(begin)

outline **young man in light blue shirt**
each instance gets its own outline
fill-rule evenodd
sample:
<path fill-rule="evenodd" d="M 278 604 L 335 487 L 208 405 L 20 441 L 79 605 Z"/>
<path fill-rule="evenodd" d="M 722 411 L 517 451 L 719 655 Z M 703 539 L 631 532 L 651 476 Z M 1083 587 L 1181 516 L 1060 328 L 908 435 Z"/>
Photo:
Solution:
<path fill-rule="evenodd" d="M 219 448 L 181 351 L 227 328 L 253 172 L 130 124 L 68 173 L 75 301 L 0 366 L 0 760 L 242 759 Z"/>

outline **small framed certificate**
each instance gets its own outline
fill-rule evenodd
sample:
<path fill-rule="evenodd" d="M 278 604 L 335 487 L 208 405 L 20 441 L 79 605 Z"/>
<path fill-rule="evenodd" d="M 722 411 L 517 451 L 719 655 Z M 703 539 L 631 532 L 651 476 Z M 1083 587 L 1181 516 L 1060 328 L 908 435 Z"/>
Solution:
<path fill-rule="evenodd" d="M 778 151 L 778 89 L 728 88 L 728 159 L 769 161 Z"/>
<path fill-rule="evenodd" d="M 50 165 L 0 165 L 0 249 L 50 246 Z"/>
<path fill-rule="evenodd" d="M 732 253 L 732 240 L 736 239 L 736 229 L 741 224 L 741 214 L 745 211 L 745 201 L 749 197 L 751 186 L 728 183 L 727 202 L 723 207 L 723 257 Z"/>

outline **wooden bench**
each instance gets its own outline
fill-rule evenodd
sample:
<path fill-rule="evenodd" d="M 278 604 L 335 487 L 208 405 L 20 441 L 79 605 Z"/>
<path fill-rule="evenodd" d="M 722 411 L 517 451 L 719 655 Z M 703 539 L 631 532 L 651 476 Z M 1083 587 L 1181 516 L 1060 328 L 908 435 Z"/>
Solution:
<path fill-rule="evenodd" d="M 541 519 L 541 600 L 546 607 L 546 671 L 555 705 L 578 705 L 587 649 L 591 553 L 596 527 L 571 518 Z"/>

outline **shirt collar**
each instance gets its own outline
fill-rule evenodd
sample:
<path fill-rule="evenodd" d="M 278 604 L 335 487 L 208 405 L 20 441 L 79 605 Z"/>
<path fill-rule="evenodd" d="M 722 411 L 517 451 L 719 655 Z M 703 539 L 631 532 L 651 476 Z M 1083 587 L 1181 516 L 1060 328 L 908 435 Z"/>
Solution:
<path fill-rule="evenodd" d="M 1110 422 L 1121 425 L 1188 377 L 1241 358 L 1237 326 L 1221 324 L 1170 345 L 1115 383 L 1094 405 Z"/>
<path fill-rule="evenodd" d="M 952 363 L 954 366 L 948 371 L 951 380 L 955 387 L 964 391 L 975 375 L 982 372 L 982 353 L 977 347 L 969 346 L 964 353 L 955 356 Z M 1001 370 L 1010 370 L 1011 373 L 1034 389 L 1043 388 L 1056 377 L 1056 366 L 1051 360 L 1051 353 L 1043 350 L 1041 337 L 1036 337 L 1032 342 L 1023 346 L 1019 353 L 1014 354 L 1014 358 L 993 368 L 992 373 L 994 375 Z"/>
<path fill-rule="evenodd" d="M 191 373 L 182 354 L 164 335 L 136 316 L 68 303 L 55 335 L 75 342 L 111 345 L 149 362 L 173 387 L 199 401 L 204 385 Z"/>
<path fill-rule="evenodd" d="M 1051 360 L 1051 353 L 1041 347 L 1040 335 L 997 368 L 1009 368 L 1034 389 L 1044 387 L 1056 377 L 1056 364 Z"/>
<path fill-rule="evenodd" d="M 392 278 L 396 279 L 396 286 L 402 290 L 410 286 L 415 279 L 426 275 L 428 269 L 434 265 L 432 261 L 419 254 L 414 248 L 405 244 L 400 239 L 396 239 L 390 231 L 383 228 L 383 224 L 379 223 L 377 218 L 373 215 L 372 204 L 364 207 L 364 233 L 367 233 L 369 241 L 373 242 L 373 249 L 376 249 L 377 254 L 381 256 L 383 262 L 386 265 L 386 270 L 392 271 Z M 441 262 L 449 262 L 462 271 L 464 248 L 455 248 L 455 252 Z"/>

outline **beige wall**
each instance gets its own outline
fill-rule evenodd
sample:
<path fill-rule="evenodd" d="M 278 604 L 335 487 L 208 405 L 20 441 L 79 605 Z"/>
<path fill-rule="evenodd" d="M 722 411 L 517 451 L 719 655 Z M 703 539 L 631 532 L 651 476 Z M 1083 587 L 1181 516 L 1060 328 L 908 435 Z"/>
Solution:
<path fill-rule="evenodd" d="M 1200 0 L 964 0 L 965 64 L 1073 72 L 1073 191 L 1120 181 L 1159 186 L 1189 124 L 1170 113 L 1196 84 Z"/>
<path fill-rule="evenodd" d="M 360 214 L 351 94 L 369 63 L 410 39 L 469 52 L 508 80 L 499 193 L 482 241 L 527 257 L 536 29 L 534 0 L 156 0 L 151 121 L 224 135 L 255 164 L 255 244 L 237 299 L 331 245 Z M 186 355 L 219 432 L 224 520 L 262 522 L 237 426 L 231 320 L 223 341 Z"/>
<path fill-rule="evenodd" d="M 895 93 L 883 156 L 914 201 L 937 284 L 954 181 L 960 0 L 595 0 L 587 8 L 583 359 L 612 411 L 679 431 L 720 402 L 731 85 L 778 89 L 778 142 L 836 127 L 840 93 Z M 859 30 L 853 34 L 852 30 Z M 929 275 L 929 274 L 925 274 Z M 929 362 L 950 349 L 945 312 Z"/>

(end)

Request: Please give every line of the records above as a JSON list of strings, one string per line, leaving out blank lines.

Answer in full:
[
  "outline **young man in light blue shirt**",
  "each instance gets its own outline",
  "fill-rule evenodd",
  "sample:",
  "<path fill-rule=\"evenodd\" d=\"M 278 604 L 335 487 L 208 405 L 20 441 L 79 605 Z\"/>",
  "<path fill-rule=\"evenodd\" d=\"M 722 411 L 517 451 L 719 655 Z M 703 539 L 631 532 L 651 476 Z M 1083 587 L 1181 516 L 1060 328 L 908 435 Z\"/>",
  "Photo:",
  "Solution:",
  "<path fill-rule=\"evenodd\" d=\"M 219 448 L 181 351 L 227 328 L 253 172 L 130 124 L 68 173 L 75 301 L 0 366 L 0 760 L 242 759 Z\"/>",
  "outline **small framed certificate**",
  "each instance gets its own outline",
  "fill-rule evenodd",
  "sample:",
  "<path fill-rule=\"evenodd\" d=\"M 278 604 L 335 487 L 208 405 L 20 441 L 79 605 Z\"/>",
  "<path fill-rule=\"evenodd\" d=\"M 722 411 L 517 451 L 719 655 Z M 703 539 L 631 532 L 651 476 Z M 1083 587 L 1181 516 L 1060 328 L 908 435 Z\"/>",
  "Solution:",
  "<path fill-rule=\"evenodd\" d=\"M 778 151 L 778 89 L 728 88 L 728 159 L 769 161 Z\"/>",
  "<path fill-rule=\"evenodd\" d=\"M 50 165 L 0 165 L 0 249 L 50 246 Z\"/>",
  "<path fill-rule=\"evenodd\" d=\"M 732 253 L 732 240 L 736 239 L 736 229 L 741 224 L 741 214 L 745 211 L 745 201 L 749 197 L 751 186 L 728 183 L 727 202 L 723 207 L 723 257 Z\"/>",
  "outline **wooden bench**",
  "each instance gets its own outline",
  "fill-rule evenodd",
  "sample:",
  "<path fill-rule=\"evenodd\" d=\"M 278 604 L 335 487 L 208 405 L 20 441 L 79 605 Z\"/>",
  "<path fill-rule=\"evenodd\" d=\"M 722 411 L 517 451 L 719 655 Z M 703 539 L 631 532 L 651 476 Z M 1083 587 L 1181 516 L 1060 328 L 908 435 Z\"/>",
  "Solution:",
  "<path fill-rule=\"evenodd\" d=\"M 541 519 L 541 600 L 546 607 L 546 671 L 555 705 L 578 705 L 587 649 L 591 553 L 596 527 L 571 518 Z\"/>",
  "outline **shirt collar**",
  "each instance gets its own outline",
  "fill-rule evenodd",
  "sample:",
  "<path fill-rule=\"evenodd\" d=\"M 278 604 L 335 487 L 208 405 L 20 441 L 79 605 Z\"/>",
  "<path fill-rule=\"evenodd\" d=\"M 722 411 L 517 451 L 719 655 Z M 703 539 L 631 532 L 651 476 Z M 1083 587 L 1181 516 L 1060 328 L 908 435 Z\"/>",
  "Solution:",
  "<path fill-rule=\"evenodd\" d=\"M 1110 422 L 1121 425 L 1188 377 L 1241 358 L 1237 326 L 1221 324 L 1170 345 L 1115 383 L 1094 405 Z\"/>",
  "<path fill-rule=\"evenodd\" d=\"M 952 363 L 954 366 L 948 371 L 951 380 L 955 387 L 964 391 L 975 375 L 982 372 L 982 353 L 977 347 L 969 346 L 964 353 L 955 356 Z M 1001 370 L 1010 370 L 1011 373 L 1034 389 L 1043 388 L 1056 377 L 1056 366 L 1051 360 L 1051 353 L 1043 350 L 1041 337 L 1036 337 L 1032 342 L 1023 346 L 1019 353 L 1014 354 L 1014 358 L 993 368 L 992 373 L 994 375 Z\"/>",
  "<path fill-rule=\"evenodd\" d=\"M 191 373 L 182 354 L 164 335 L 136 316 L 68 303 L 55 335 L 75 342 L 111 345 L 149 362 L 173 387 L 199 401 L 204 385 Z\"/>",
  "<path fill-rule=\"evenodd\" d=\"M 1051 360 L 1051 353 L 1041 347 L 1040 335 L 997 368 L 1009 368 L 1034 389 L 1044 387 L 1056 377 L 1056 364 Z\"/>",
  "<path fill-rule=\"evenodd\" d=\"M 392 278 L 396 279 L 396 286 L 402 290 L 410 286 L 415 279 L 426 275 L 428 269 L 434 265 L 432 261 L 419 254 L 414 248 L 405 244 L 400 239 L 396 239 L 390 231 L 383 228 L 383 224 L 379 223 L 377 218 L 373 215 L 372 204 L 364 207 L 364 233 L 367 233 L 369 241 L 373 242 L 373 249 L 376 249 L 377 254 L 381 256 L 383 262 L 386 265 L 386 270 L 392 271 Z M 441 262 L 449 262 L 462 271 L 464 248 L 455 248 L 455 252 Z\"/>",
  "outline **beige wall**",
  "each instance gets its own outline",
  "fill-rule evenodd",
  "sample:",
  "<path fill-rule=\"evenodd\" d=\"M 278 604 L 335 487 L 208 405 L 20 441 L 79 605 Z\"/>",
  "<path fill-rule=\"evenodd\" d=\"M 722 411 L 517 451 L 719 655 Z M 703 539 L 631 532 L 651 476 Z M 1083 587 L 1181 516 L 1060 328 L 908 435 Z\"/>",
  "Solution:",
  "<path fill-rule=\"evenodd\" d=\"M 1200 0 L 964 0 L 965 64 L 1073 72 L 1073 191 L 1120 181 L 1159 186 L 1189 124 L 1170 113 L 1196 84 Z\"/>",
  "<path fill-rule=\"evenodd\" d=\"M 360 214 L 351 94 L 369 63 L 410 39 L 469 52 L 508 80 L 499 193 L 482 241 L 527 257 L 536 29 L 534 0 L 156 0 L 151 121 L 224 135 L 255 164 L 255 244 L 237 299 L 331 245 Z M 186 355 L 219 432 L 224 520 L 262 522 L 237 426 L 231 320 L 223 341 Z\"/>",
  "<path fill-rule=\"evenodd\" d=\"M 895 93 L 883 156 L 914 201 L 937 284 L 954 181 L 960 0 L 595 0 L 587 8 L 583 359 L 612 411 L 679 431 L 720 402 L 731 85 L 778 89 L 778 142 L 836 127 L 840 93 Z M 859 30 L 853 34 L 852 30 Z M 929 275 L 929 274 L 925 274 Z M 929 362 L 950 349 L 945 312 Z\"/>"
]